● **WHAT THE TASK REQUIRES**
Copy every line of the items below exactly as it appears, with no changes.

Data items:
>>
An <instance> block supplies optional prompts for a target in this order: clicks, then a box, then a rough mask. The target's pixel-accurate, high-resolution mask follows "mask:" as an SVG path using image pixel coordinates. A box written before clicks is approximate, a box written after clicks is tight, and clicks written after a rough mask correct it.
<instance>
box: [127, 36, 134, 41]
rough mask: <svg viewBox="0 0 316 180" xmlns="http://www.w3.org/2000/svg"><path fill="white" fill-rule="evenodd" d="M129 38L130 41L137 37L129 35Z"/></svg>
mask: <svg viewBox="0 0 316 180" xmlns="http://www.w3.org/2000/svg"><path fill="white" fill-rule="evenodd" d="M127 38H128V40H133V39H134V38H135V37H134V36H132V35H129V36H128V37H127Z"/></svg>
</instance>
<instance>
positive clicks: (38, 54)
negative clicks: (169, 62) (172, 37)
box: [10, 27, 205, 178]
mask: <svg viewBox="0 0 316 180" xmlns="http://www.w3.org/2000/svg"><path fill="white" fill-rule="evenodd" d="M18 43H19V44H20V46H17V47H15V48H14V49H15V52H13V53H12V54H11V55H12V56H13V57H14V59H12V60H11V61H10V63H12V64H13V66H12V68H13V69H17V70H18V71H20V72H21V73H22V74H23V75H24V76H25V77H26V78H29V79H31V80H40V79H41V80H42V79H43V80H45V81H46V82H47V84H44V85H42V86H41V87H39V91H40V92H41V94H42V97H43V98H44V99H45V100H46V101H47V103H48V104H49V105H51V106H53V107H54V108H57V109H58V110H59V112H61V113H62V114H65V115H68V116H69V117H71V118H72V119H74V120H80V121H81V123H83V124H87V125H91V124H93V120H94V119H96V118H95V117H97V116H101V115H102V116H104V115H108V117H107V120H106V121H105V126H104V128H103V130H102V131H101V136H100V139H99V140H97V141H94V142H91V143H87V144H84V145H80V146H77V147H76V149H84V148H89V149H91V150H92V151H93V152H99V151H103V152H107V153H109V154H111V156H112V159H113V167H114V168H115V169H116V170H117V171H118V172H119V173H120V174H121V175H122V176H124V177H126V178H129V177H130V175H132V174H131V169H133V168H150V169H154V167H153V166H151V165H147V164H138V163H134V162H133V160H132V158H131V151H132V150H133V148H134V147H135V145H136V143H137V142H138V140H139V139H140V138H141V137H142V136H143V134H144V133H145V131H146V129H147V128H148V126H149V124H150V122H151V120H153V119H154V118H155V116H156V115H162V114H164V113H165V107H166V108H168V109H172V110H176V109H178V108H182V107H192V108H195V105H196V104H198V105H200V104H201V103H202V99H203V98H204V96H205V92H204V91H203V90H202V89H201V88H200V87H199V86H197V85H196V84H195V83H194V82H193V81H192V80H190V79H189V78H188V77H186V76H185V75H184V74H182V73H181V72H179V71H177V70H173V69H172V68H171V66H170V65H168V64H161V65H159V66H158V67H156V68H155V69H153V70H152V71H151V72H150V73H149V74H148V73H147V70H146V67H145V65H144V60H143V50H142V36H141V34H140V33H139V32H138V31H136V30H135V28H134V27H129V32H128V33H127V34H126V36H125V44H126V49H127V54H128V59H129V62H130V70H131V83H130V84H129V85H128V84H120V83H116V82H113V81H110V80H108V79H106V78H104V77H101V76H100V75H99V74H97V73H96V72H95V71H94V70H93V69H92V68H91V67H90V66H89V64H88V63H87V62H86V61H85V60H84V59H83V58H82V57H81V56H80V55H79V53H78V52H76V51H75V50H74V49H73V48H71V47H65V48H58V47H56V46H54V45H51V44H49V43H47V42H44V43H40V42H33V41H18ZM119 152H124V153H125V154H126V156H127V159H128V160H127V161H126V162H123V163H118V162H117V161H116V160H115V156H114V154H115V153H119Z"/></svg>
<<
● **RESULT OF THIS EXERCISE**
An <instance> block supplies optional prompts for a target in this order: clicks, then a box, then a rough mask. The target's pixel-accurate, high-resolution mask follows "mask:" as an SVG path using image pixel coordinates. A box written before clicks is approximate, a box written after clicks is tight, and clicks written after a rough mask correct it.
<instance>
box: [127, 36, 134, 41]
rough mask: <svg viewBox="0 0 316 180" xmlns="http://www.w3.org/2000/svg"><path fill="white" fill-rule="evenodd" d="M129 38L130 41L137 37L129 35Z"/></svg>
mask: <svg viewBox="0 0 316 180" xmlns="http://www.w3.org/2000/svg"><path fill="white" fill-rule="evenodd" d="M127 38H128V40H133V39H134V38H135V37H134V36H132V35H129V36H128V37H127Z"/></svg>
</instance>
<instance>
positive clicks: (38, 54)
negative clicks: (169, 62) (172, 37)
box: [10, 27, 205, 178]
mask: <svg viewBox="0 0 316 180" xmlns="http://www.w3.org/2000/svg"><path fill="white" fill-rule="evenodd" d="M18 43H19V44H20V46H17V47H15V48H14V49H15V52H13V53H12V54H11V55H12V56H13V57H14V59H12V60H11V61H10V63H12V64H13V66H12V68H13V69H17V70H18V71H20V72H21V73H22V74H23V75H24V76H25V77H26V78H29V79H31V80H40V79H41V80H42V79H43V80H45V81H46V82H47V84H44V85H42V86H41V87H39V91H40V92H41V94H42V97H43V98H44V99H45V100H46V101H47V103H48V104H49V105H51V106H53V107H54V108H57V109H58V110H59V112H61V113H62V114H65V115H68V116H69V117H71V118H72V119H74V120H80V121H81V123H83V124H87V125H91V124H93V120H94V119H96V118H95V117H97V116H101V115H102V116H104V115H108V117H107V120H106V121H105V126H104V128H103V130H102V131H101V136H100V139H99V140H97V141H94V142H91V143H87V144H84V145H80V146H77V147H76V149H84V148H89V149H91V150H92V151H93V152H99V151H103V152H107V153H109V154H111V156H112V159H113V167H114V168H115V169H116V170H117V171H118V172H119V173H120V174H121V175H122V176H124V177H126V178H129V177H130V175H132V174H131V169H133V168H150V169H154V167H153V166H151V165H147V164H138V163H134V162H133V160H132V158H131V151H132V150H133V148H134V147H135V145H136V143H137V142H138V140H139V139H140V138H141V137H142V136H143V134H144V133H145V131H146V129H147V128H148V126H149V124H150V122H151V120H153V119H154V118H155V116H156V115H162V114H164V113H165V107H166V108H168V109H172V110H176V109H178V108H182V107H192V108H195V105H196V104H198V105H200V104H201V103H202V99H203V98H204V96H205V92H204V91H203V90H202V89H201V88H200V87H199V86H197V85H196V84H195V83H194V82H193V81H192V80H190V79H189V78H188V77H186V76H185V75H184V74H182V73H181V72H179V71H177V70H173V69H172V68H171V66H170V65H168V64H161V65H159V66H158V67H156V68H155V69H153V70H152V71H151V72H150V73H149V74H148V73H147V70H146V67H145V65H144V60H143V50H142V36H141V34H140V33H139V32H138V31H136V30H135V28H134V27H129V32H128V33H127V34H126V36H125V44H126V49H127V54H128V59H129V62H130V70H131V83H130V84H129V85H128V84H120V83H116V82H113V81H110V80H108V79H106V78H104V77H101V76H100V75H99V74H97V73H96V72H95V71H94V70H93V69H92V68H91V67H90V66H89V64H88V63H87V62H86V61H85V60H84V59H83V58H82V57H81V56H80V55H79V53H78V52H76V51H75V50H74V49H73V48H71V47H65V48H58V47H56V46H54V45H51V44H49V43H47V42H44V43H40V42H33V41H18ZM119 152H124V153H125V154H126V156H127V159H128V160H127V161H126V162H123V163H118V162H117V161H116V160H115V156H114V154H115V153H119Z"/></svg>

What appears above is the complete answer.